» SOURCE PASSAGE:
— start —
What's a purely algebraic way to prove that $\pi-\frac{\pi^3}{3!}+\frac{\pi^5}{5!}-\dots=0$? I'm sure that the first step is to write $\pi=4-\frac43+\frac45-\dots$, but I haven't been bold enough to complete the algebra, nor do I think it is feasible. :(
I guess in general, what's the algebraic way to prove that the Taylor series of $\sin x$ converges to the geometric definition of $\sin x$?
Not sure about an "algebraic proof." A direct power series substitution using the power series for $\arctan$ would need to give you:
$$\sin(4\arctan(x))=\frac{4x(1-x^2)}{(1+x^2)^2}=\frac{8x}{(1+x^2)^2}-\frac{4x}{1+x^2}=4\sum_{n=0}^{\infty}(-1)^n(2n+1)x^{2n+1}$$
That's gonna be messy but not necessarily impossible to show. Note the series does not converge when $x=1$, but arguments can be made as $x\to 1-$.
The key to the second part is to prove that $\exp(ix)=\cos x + i\sin x$, where $\exp(z)=\sum_k z^k/k!$. One way to prove this is to show that $f(x)=1+ix$ is "close enough" to $\mathrm{cis}(x)=\cos x + i\sin x$ when $x$ is near zero so that $\lim f(x/n)^n = \lim \mathrm{cis}(x/n)^n$. But you can prove that $\mathrm{cis}(x/n)^n=\mathrm{cis}(x)$ by induction, and to show that $\lim_{n\to\infty} f(x/n)^n = \exp(ix)$.
The "close enough" part of the proof - that $\mathrm{cis}(x)=1+xi + o(x)$ - can be made geometric.
— end —
» PROBLEMS TO SOLVE:
a) According to the forum thread on the sine series, what happens to the arctangent-based series when x equals 1?
b) Decide whether each statement agrees with the forum thread on the sine series, answering yes or no and quoting the words that decide it: (i) The reply calls the direct power series substitution messy. (ii) The reply says the "close enough" part of the proof cannot be made geometric. (iii) The asker has completed the algebra.
c) Carry on with the forum thread on the sine series from the point where it stops.

[Records with labeled boxes]
— start —
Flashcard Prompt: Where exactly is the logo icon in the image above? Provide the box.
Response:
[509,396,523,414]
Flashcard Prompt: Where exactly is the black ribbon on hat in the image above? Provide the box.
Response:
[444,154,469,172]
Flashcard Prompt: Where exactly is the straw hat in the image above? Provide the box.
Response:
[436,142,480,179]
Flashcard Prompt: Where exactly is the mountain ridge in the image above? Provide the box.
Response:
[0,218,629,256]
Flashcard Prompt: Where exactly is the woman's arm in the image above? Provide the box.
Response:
— end —
» OUTPUTS FOR THE TASKS:
a) The series does not converge when x = 1, but arguments can be made as x approaches 1 from below.

b)
(i) Yes: "That's gonna be messy but not necessarily impossible to show."
(ii) No: "can be made geometric."
(iii) No: "I haven't been bold enough to complete the algebra"

c)
Here's an answer to another question that covers how close "close enough" needs to be to get this result.
Outline of the geometric part of the proof
First show that $\sin x<x$ for $x$ positive, since $\sin x$ is the shortest distance from a point $(\cos x,\sin x)$ to the $x$-axis, and $x$ is the distance from the same point along the circle.
Then show that $1-\cos x =\frac{\sin ^2 x}{1+\cos x}<\sin^2 x<x^2$.
The last step is harder - showing that $x-\sin x$ is "small enough." It requires a theorem about convex sets - the shortest path between two points on the surface of a convex set which never enters the interior must lie entirely on that convex set. This is sort of intuitive.
From that geometric result, you can show that $\tan x > x$, and hence that $x-\sin x < \tan x - \sin x < \sin x\frac{1-\cos x}{\cos x} = o(x)$ when $x$ near zero.
More on algebraic approach
The power series approach is going to be brutal. Let's just try the case $\sin 2\arctan x = \frac{2x}{1+x^2}=2\sum_{n} (-1)^n x^{2n+1}$.
Now, for $k$ odd, the contribution of $\arctan^k x$ to the coefficient $x^n$ in $\sin 2\arctan x$ is in terms of the set $P_{n,k}=\{(n_1,\dots,n_k)\mid n_i\text{ odd, } \sum n_i=n\}$. The contribution of $(n_1,\dots,n_k)$ is $$\frac{(-1)^{(k-1)/2}4^k}{k!}\prod_i \frac{(-1)^{(n_i-1)/2}}{n_i} = \frac{(-1)^{(n-1)/2}4^k}{k!\prod n_i}$$
Basically, you need that:
$$\sum_{n_1+\cdots + n_k=n} \frac{4^{k-1}}{k!n_1n_2\cdots n_k} = n$$
where the $n$ is odd and the sum is over partitions under the condition that each $n_i$ is odd.
It's not at all clear how summing these is even going to be an integer.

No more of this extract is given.